Lowering My Expectations

I woke up this morning with my alarm feeling terrific.
I have the dishwasher going and the pans are clean.
Coffee is made and The Beast has been roused and showered.
I have been chatting with friends via text as is my morning routine.
Check in say hello how goes and get ready for the day.
I like to touch base at least once a day if only to say hi so that they know I am thinking of them and wishing them a fabulous day.
Then I made a mistake.
I opened my headlines.
I am not going to go off the way that I have with my friend.
In part because I am so angry I am in tears and the other is I know that I have blogging friends who view things differently and I do not want to offend them.
Suffice it to say that I am tired of religious leaders in my area using faith and god as a basis for bad behaviour.
For doing one thing and crying about it the next.
For this I am taking a total day off from headlines and news stories.
For the sake of my sanity I must do this.
Renos at work are beginning and the crews are starting their work on the other side where we are expanding to.
I have to share my space with the construction crews (parking space for my customers) and yesterday imagine my surprise when I go to take my order out and they have had to park all they way down at the end.
Why?
There were two trucks parked at at angle and against the wall are shopping carts that need to be repaired.
I have seniors who are going to be intimidated by this.
We are promoting curbside as a way to ease reno pains and yet we are making things even more difficult.
I went to ask if we could not ask the crews if they could park on the other side.

Listed entries:
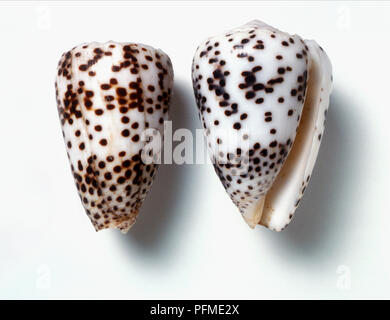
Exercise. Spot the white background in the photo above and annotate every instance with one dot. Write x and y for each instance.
(190, 241)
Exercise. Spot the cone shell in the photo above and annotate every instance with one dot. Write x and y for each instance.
(251, 86)
(107, 95)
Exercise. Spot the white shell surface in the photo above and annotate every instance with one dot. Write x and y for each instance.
(107, 95)
(251, 83)
(285, 194)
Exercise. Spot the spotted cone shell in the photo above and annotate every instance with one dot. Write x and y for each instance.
(107, 95)
(262, 96)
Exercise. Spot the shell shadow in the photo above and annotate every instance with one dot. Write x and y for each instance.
(157, 231)
(318, 228)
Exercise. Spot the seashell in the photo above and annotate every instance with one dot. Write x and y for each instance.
(107, 95)
(262, 96)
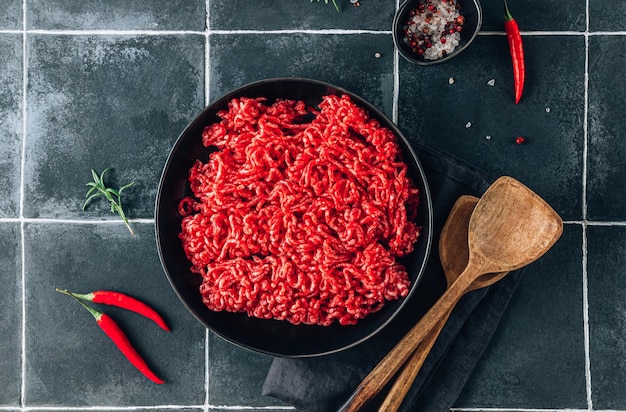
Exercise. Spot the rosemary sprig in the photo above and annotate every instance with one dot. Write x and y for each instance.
(334, 3)
(98, 188)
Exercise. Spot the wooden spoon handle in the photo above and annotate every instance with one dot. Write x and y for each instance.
(382, 373)
(411, 368)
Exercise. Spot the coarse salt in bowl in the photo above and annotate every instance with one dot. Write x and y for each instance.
(427, 32)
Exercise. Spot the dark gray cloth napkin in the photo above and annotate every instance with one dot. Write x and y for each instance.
(324, 383)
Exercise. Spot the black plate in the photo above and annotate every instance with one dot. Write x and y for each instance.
(471, 10)
(278, 338)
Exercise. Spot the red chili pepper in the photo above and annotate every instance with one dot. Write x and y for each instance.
(121, 301)
(517, 52)
(113, 331)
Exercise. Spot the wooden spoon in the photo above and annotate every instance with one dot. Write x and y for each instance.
(510, 227)
(454, 255)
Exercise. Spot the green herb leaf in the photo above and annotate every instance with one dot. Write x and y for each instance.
(99, 189)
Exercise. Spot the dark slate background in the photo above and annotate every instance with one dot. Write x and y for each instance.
(89, 84)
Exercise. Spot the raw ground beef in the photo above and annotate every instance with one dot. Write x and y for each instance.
(301, 213)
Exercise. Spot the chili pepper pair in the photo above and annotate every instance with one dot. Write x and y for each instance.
(112, 329)
(517, 52)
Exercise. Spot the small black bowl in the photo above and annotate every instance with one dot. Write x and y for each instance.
(470, 9)
(272, 337)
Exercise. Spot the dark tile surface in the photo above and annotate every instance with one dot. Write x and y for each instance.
(116, 14)
(606, 16)
(306, 55)
(479, 123)
(10, 314)
(607, 160)
(607, 316)
(237, 375)
(279, 15)
(536, 359)
(11, 122)
(71, 362)
(106, 101)
(11, 16)
(537, 15)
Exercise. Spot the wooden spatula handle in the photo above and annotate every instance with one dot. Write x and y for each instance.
(411, 368)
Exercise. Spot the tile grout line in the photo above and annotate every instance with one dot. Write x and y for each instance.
(21, 210)
(207, 99)
(396, 80)
(585, 280)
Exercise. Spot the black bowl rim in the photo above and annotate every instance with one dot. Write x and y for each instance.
(425, 190)
(457, 51)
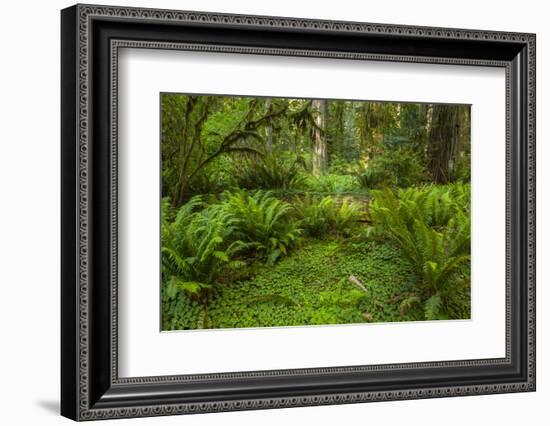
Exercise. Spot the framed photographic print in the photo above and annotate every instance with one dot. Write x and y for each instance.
(263, 212)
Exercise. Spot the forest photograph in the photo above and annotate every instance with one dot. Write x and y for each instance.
(280, 212)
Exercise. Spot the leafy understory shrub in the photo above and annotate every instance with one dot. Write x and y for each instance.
(270, 172)
(331, 183)
(399, 167)
(321, 216)
(263, 223)
(432, 230)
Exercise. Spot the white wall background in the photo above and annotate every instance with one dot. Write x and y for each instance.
(29, 213)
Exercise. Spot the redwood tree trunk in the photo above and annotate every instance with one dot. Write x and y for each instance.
(443, 142)
(319, 165)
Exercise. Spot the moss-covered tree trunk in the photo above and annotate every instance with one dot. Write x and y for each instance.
(319, 161)
(443, 142)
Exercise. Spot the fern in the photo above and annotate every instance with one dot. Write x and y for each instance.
(320, 216)
(263, 223)
(197, 247)
(432, 229)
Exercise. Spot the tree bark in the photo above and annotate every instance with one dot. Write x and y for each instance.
(319, 165)
(269, 128)
(443, 142)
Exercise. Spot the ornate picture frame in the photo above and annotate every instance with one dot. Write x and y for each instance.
(91, 37)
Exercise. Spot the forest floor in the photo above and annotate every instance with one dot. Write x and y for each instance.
(312, 286)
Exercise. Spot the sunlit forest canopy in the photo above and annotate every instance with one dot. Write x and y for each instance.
(212, 143)
(282, 212)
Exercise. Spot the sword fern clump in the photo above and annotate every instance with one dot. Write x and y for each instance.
(431, 227)
(197, 246)
(322, 216)
(263, 223)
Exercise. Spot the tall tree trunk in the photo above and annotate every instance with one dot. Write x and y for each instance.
(319, 138)
(443, 142)
(269, 128)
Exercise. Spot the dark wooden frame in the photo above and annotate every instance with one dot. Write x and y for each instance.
(90, 386)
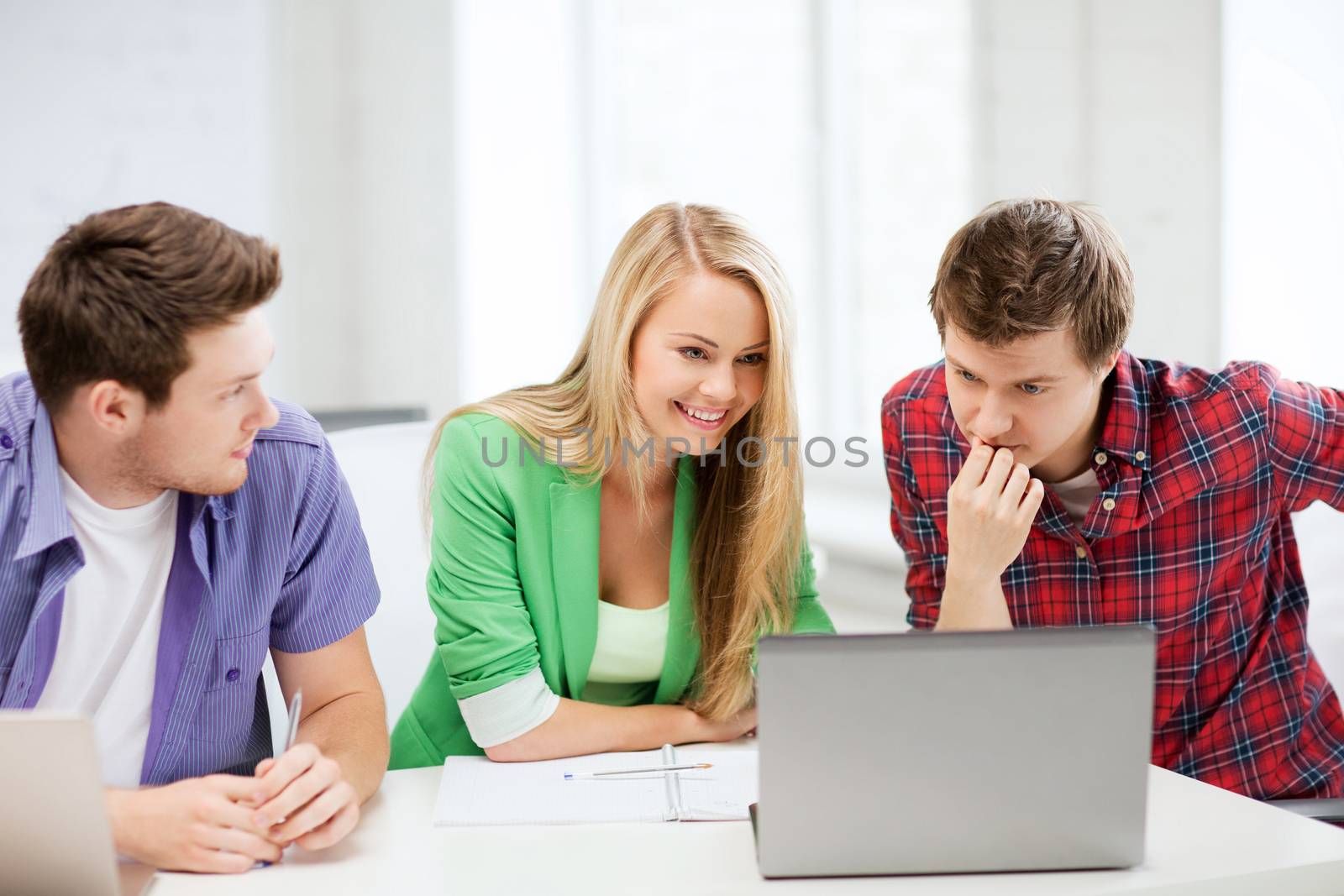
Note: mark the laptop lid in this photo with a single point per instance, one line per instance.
(976, 752)
(54, 835)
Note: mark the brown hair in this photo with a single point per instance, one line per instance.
(118, 293)
(1027, 266)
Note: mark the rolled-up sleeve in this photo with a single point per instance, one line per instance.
(510, 711)
(483, 631)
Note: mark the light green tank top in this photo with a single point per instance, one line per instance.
(628, 658)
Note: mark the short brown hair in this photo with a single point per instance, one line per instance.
(1028, 266)
(118, 293)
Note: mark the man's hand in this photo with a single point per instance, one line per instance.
(302, 797)
(990, 512)
(192, 825)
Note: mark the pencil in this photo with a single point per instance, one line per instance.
(575, 775)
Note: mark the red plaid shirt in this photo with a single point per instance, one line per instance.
(1205, 469)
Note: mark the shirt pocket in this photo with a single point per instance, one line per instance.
(228, 701)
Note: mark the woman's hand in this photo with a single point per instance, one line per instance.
(732, 728)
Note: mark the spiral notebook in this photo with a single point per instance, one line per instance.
(477, 792)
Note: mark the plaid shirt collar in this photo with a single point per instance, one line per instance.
(1126, 432)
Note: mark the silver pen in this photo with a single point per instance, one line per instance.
(295, 707)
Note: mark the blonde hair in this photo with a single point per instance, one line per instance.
(749, 532)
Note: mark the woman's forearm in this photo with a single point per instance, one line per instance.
(577, 728)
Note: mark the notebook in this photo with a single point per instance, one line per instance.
(477, 792)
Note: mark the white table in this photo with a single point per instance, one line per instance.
(1200, 840)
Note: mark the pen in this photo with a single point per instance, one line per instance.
(575, 775)
(295, 705)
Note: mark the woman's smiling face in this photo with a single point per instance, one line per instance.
(699, 360)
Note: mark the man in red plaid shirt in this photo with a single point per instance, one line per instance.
(1042, 476)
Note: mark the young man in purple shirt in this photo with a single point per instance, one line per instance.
(165, 527)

Goal A: In the blog post about lowering expectations, what is the writer taking a total day off from?
Goal B: Pick up the blog post about lowering expectations where it stops and continue writing it.

Final answer A: Headlines and news stories.

Final answer B:
Leaving me with the two spaces closest to my entrance?
I mean I thought that this seemed like a reasonable request.
No?
Am I asking for too much?
And was told nope no doing.
I was going to have to get use to it.
And that all other stores do their carry out through their front doors.
Walmart.
Superstore.
Both of which have roomy entryways.
Not me.
So now I am trying to get my orders out to my customers without running into people leaving and entering through the entryway?
Ladies and gentlemen I swear I nearly told both of my co-workers to go fuck themselves.
I am not even sugar coating it.
I stared at the two of them and walked away.
I had nothing further to say to either of them.
As I walked up the stairs I thought about how much I bend over backwards for everyone.
That you ask me to do something and I will do my utmost to get it done.
To the point where I have skipped breaks.
No more.
I know this is so counter productive to who I am.
And I am crying as I write it because I know damn well that I am not going to hold to this.
I am so angry and hurt.
It blows my mind that everyone is so self driven.
I am working so hard to teach T to think about others.
That when he does something to think about how it is going to affect the person coming after him.
We were shopping on Saturday and several times I had to pull him back to keep him from walking in front of someone without saying excuse me.
He nearly got run over by women who stared at us like we had grown three heads for going in the right direction.
T was frustrated and kept telling me he was watching.
As we left there were a few rows of carts to be cleaned and I directed him to put the cart over there.
Small carts in one row.
Large carts in the other.
He tries to push it in with the small and it does not fit.
So he goes to leave it.
Me: T put it in the row with the big ones.
T: Where?
Me: In the middle. Those are the big carts.
T: So why can’t I leave here?
Me: Because those are small carts. When they bring more in they will now have to move the carts so they all fit.
T: Oh. (moves the cart)
Walmart Worker: Thank you for getting it. So many people don’t.
Me: I work at Sobeys so I totally get it.
T was most confused.
Argued with me that it should not matter where he put it.
The guy got paid to collect them.
I was irked.
I have taught him to take his cart to the corral when done unloading the groceries.
I have taught him most of the life lessons I think that he is going to need.
Some things such as doing a tax return can wait until he needs to do one.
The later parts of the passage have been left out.